What the task requires
Set down each entry exactly as given; pictures should not appear in the copy.

Data for this task
## START
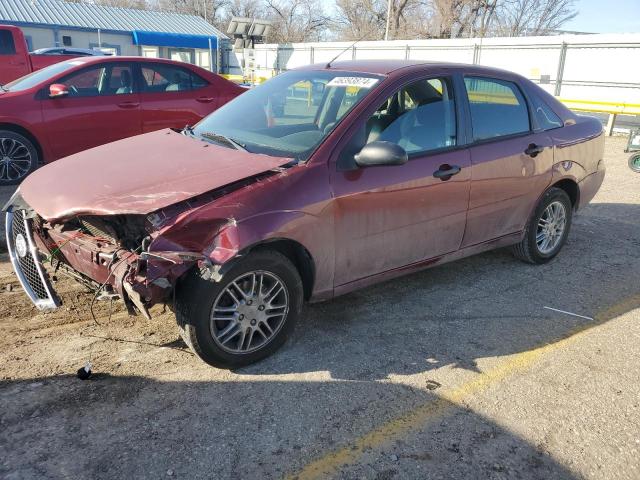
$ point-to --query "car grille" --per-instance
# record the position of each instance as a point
(26, 262)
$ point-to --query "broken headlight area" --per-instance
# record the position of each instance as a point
(110, 255)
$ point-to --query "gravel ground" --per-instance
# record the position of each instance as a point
(456, 372)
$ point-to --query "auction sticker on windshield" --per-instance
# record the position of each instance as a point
(362, 82)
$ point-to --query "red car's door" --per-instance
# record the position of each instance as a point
(511, 164)
(173, 96)
(102, 106)
(388, 217)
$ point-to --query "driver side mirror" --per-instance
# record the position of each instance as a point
(57, 90)
(381, 153)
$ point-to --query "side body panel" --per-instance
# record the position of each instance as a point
(75, 124)
(294, 204)
(14, 64)
(506, 185)
(391, 216)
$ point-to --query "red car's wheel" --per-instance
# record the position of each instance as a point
(547, 229)
(18, 157)
(244, 317)
(634, 162)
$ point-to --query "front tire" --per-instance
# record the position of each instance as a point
(18, 157)
(244, 317)
(634, 162)
(548, 228)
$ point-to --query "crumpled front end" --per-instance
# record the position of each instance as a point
(27, 261)
(109, 254)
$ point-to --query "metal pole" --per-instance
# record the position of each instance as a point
(210, 55)
(386, 31)
(559, 75)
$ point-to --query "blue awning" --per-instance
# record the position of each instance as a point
(179, 40)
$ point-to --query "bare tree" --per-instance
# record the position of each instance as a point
(450, 18)
(532, 17)
(366, 19)
(296, 20)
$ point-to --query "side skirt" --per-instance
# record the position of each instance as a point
(503, 241)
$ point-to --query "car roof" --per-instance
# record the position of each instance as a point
(116, 58)
(388, 67)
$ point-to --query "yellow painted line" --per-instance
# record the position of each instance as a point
(618, 108)
(420, 417)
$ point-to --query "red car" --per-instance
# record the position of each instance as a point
(277, 198)
(89, 101)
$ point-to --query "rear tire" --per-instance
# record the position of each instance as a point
(548, 228)
(18, 157)
(240, 320)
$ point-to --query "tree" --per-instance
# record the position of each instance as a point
(532, 17)
(296, 20)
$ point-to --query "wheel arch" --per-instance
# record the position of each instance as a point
## END
Full output
$ point-to --query "car grille" --per-instance
# record the position of each instance as a point
(26, 262)
$ point-to --query "broken headlight area" --per-instance
# record the position of each instance as a point
(110, 255)
$ point-to --query "gravel ground" --per-instance
# record the position of each instance as a point
(456, 372)
$ point-to --query "auction sticker on windshield" --per-instance
# record the position of each instance as a point
(362, 82)
$ point-to --query "red car's door" --per-instance
# record the position of each instance as a point
(511, 164)
(173, 96)
(102, 106)
(388, 217)
$ point-to --query "driver side mirror" --per-instance
# record the position of each instance as a point
(57, 90)
(381, 153)
$ point-to --query "side body panel" --per-instance
# record the position of each instance as a point
(75, 124)
(294, 204)
(14, 64)
(506, 185)
(391, 216)
$ point-to --query "red car's wheel" --per-instance
# record the position of each instance as a point
(547, 229)
(18, 157)
(244, 317)
(634, 162)
$ point-to --query "front tire" --per-instance
# record the position of each instance as a point
(18, 157)
(244, 317)
(634, 162)
(548, 228)
$ point-to --query "crumpled front end" --per-instance
# record the position of each instance as a point
(27, 261)
(109, 254)
$ point-to --query "metal pole" --per-instance
# record the position of each instance as a point
(210, 55)
(386, 31)
(559, 75)
$ point-to --query "blue awning" --per-instance
# record the position of each instance as a point
(179, 40)
$ point-to --query "bare tree" --per-instance
# record the position of each instance as a point
(450, 18)
(532, 17)
(366, 19)
(296, 20)
$ point-to --query "side skirt" --per-instance
# record the position of each instance as a point
(503, 241)
$ point-to --query "car roof" --per-instance
# record the position of each instance as a point
(116, 58)
(388, 67)
$ point-to --query "yellow painted line" --per-instance
# record the position of each instance as a point
(618, 108)
(420, 417)
$ point-to --query "red car" --per-instance
# record the position of each instance as a point
(277, 198)
(89, 101)
$ point-to --query "rear tire" --per-instance
# record the position of each instance as a point
(548, 228)
(18, 157)
(240, 320)
$ point-to --query "tree" --per-instance
# record the position of each instance as a point
(532, 17)
(296, 20)
$ point-to --query "wheel arch" --per-instance
# record the position of each instance as a point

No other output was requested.